## Start RECORDED INFORMATION
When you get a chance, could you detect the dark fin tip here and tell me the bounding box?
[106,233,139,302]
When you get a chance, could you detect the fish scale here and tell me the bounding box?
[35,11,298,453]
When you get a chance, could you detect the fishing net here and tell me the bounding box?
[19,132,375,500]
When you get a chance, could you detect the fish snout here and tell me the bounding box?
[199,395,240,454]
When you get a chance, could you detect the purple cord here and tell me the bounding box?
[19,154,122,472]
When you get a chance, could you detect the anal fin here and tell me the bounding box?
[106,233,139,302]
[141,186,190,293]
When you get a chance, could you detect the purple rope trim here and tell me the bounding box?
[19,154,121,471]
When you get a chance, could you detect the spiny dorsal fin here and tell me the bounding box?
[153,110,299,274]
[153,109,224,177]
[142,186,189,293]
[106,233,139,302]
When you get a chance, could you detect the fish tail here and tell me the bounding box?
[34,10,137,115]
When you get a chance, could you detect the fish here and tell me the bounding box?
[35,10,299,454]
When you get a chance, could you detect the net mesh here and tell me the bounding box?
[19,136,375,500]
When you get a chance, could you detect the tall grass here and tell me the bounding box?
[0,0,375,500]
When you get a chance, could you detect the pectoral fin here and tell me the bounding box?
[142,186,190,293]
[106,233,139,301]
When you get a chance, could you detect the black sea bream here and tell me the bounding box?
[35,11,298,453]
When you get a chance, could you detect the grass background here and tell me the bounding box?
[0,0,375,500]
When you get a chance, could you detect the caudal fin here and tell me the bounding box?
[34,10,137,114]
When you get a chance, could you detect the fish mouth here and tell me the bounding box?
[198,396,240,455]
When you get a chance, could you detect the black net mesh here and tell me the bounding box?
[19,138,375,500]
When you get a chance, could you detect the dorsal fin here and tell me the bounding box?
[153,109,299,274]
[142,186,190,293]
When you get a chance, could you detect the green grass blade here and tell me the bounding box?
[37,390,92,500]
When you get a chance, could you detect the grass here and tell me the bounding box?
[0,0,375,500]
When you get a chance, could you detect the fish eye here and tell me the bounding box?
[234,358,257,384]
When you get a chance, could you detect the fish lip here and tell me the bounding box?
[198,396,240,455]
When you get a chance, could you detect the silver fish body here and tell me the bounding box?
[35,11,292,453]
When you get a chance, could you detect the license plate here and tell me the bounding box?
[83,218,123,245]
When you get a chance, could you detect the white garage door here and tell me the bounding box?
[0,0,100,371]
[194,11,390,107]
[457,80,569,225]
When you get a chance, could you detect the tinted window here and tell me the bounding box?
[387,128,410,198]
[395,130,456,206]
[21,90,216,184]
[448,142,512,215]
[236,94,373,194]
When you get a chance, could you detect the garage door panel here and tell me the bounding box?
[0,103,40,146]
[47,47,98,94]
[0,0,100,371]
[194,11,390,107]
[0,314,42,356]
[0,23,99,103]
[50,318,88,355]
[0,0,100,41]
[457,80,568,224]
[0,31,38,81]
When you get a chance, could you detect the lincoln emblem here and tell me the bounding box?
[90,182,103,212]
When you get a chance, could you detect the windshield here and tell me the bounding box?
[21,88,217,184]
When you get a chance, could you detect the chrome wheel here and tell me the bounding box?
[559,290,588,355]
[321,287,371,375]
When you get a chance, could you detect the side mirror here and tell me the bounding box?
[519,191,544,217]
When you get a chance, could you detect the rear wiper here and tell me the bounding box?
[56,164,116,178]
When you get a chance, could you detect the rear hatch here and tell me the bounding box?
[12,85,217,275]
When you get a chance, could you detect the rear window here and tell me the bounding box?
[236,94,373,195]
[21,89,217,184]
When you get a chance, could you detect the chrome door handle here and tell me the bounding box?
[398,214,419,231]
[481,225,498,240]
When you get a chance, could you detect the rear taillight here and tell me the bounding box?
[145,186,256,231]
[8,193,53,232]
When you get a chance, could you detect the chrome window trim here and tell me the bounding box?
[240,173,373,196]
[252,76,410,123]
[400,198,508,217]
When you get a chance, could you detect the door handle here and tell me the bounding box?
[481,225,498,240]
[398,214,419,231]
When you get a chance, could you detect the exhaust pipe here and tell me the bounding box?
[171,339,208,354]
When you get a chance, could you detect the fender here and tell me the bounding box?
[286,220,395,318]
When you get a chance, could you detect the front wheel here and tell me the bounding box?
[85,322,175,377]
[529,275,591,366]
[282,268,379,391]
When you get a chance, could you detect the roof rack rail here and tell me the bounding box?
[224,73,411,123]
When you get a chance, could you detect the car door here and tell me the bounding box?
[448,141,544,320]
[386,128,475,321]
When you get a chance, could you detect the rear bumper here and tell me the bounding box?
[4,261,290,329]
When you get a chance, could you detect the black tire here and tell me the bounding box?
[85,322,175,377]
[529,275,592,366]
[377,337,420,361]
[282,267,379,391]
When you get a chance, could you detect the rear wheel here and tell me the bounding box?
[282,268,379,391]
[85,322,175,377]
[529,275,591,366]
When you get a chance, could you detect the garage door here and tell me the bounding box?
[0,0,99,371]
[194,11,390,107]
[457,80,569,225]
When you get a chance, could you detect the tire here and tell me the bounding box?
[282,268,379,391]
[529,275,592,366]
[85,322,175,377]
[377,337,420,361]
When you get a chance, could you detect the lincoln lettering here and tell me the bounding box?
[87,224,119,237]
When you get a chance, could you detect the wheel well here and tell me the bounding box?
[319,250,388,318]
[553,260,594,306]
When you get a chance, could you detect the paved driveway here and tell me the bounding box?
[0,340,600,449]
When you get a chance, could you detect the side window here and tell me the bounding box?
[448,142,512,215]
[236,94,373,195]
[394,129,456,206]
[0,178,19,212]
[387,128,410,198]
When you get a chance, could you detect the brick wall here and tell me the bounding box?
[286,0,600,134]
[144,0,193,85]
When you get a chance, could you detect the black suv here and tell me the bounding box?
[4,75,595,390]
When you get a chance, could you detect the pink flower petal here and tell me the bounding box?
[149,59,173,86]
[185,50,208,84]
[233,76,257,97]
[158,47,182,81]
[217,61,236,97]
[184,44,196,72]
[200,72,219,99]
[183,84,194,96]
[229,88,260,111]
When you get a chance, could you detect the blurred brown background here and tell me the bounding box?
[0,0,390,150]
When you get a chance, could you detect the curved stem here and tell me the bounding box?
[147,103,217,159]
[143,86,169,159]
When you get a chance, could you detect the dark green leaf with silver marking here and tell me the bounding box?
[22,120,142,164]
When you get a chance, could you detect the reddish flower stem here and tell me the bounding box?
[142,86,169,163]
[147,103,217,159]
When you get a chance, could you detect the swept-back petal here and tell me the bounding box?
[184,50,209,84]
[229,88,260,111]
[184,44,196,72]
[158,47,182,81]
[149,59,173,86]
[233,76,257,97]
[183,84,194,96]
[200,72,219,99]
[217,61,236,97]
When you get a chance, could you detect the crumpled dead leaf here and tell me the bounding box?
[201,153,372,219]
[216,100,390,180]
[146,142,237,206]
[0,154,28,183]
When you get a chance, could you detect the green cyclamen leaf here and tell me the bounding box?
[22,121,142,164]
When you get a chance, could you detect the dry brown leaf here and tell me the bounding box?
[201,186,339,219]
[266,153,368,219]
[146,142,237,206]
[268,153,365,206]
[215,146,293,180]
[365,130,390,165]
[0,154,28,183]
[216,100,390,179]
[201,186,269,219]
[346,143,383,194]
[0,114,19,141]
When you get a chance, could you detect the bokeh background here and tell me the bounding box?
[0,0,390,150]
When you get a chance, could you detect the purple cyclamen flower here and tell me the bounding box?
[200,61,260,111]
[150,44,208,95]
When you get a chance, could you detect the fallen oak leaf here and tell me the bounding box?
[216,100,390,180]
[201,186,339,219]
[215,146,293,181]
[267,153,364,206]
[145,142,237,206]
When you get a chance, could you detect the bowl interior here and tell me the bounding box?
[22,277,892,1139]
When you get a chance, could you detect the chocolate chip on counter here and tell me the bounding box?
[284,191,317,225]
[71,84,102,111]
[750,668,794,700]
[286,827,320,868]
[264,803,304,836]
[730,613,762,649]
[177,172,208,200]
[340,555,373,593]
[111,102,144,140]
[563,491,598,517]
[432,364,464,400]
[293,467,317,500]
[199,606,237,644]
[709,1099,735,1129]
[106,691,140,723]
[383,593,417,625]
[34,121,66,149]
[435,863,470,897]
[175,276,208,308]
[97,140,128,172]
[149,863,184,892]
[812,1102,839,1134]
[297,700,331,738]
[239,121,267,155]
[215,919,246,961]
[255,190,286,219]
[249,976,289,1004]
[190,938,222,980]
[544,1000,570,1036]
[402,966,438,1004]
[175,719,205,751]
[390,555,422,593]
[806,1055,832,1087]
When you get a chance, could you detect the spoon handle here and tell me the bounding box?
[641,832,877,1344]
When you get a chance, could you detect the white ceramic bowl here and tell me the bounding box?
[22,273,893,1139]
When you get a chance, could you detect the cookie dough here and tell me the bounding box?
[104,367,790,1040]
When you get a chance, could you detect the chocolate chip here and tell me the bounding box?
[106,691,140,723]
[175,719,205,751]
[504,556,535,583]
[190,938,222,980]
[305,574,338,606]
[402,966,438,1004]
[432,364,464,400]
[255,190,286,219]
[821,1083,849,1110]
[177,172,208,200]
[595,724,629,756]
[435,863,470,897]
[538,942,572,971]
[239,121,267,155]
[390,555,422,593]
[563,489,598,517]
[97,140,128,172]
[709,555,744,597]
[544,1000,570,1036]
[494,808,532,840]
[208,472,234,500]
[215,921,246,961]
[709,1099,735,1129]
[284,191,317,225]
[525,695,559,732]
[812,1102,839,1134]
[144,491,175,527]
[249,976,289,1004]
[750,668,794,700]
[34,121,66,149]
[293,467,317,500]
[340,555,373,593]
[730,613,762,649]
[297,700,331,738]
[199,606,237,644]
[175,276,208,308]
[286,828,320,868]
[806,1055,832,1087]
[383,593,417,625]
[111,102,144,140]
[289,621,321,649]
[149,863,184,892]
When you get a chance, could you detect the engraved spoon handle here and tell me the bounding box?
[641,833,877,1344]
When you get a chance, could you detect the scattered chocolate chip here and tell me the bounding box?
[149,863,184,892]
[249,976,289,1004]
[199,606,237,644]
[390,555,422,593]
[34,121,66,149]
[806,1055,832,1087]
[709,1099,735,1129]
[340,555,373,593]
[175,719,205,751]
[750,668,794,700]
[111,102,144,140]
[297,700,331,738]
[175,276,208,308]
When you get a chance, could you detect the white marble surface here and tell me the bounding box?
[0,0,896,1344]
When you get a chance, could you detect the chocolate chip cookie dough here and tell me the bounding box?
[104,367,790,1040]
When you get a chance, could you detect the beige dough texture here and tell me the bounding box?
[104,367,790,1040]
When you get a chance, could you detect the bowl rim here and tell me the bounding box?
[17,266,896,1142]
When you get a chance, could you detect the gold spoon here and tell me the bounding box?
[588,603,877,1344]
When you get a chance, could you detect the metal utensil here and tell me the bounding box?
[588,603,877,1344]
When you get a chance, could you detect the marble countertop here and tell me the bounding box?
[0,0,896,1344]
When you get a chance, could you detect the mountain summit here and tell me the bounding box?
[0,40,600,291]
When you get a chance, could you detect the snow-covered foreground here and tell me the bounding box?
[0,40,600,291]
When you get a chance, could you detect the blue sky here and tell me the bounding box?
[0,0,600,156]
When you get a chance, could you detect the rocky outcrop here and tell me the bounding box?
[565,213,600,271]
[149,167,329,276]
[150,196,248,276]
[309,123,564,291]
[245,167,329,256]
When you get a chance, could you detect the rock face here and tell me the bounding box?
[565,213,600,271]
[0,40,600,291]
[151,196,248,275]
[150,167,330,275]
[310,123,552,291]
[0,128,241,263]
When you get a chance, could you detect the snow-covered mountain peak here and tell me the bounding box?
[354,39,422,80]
## End RECORDED INFORMATION
Copy out the rows from the line containing "When you get a chance, could you detect the purple cord" through the line containing "[35,10,299,454]", keeping each line word for word.

When you get a chance, could you detect the purple cord here and tell me the bounding box?
[19,154,122,472]
When you get a chance, could you detect the anal fin here and tell me the bounding box?
[106,233,139,302]
[141,186,190,293]
When you get a chance, could you detect the purple rope trim here and tell me the bounding box?
[19,154,121,471]
When you get a chance, could you detect the spiny dorsal fin here and tell me the bounding box?
[153,110,299,274]
[153,109,224,177]
[142,186,189,293]
[106,233,139,302]
When you get a chance, could you detect the fish tail here and tell me the bounding box?
[34,10,137,115]
When you get a chance, could you detect the fish here and tell me the bounding box?
[35,10,299,454]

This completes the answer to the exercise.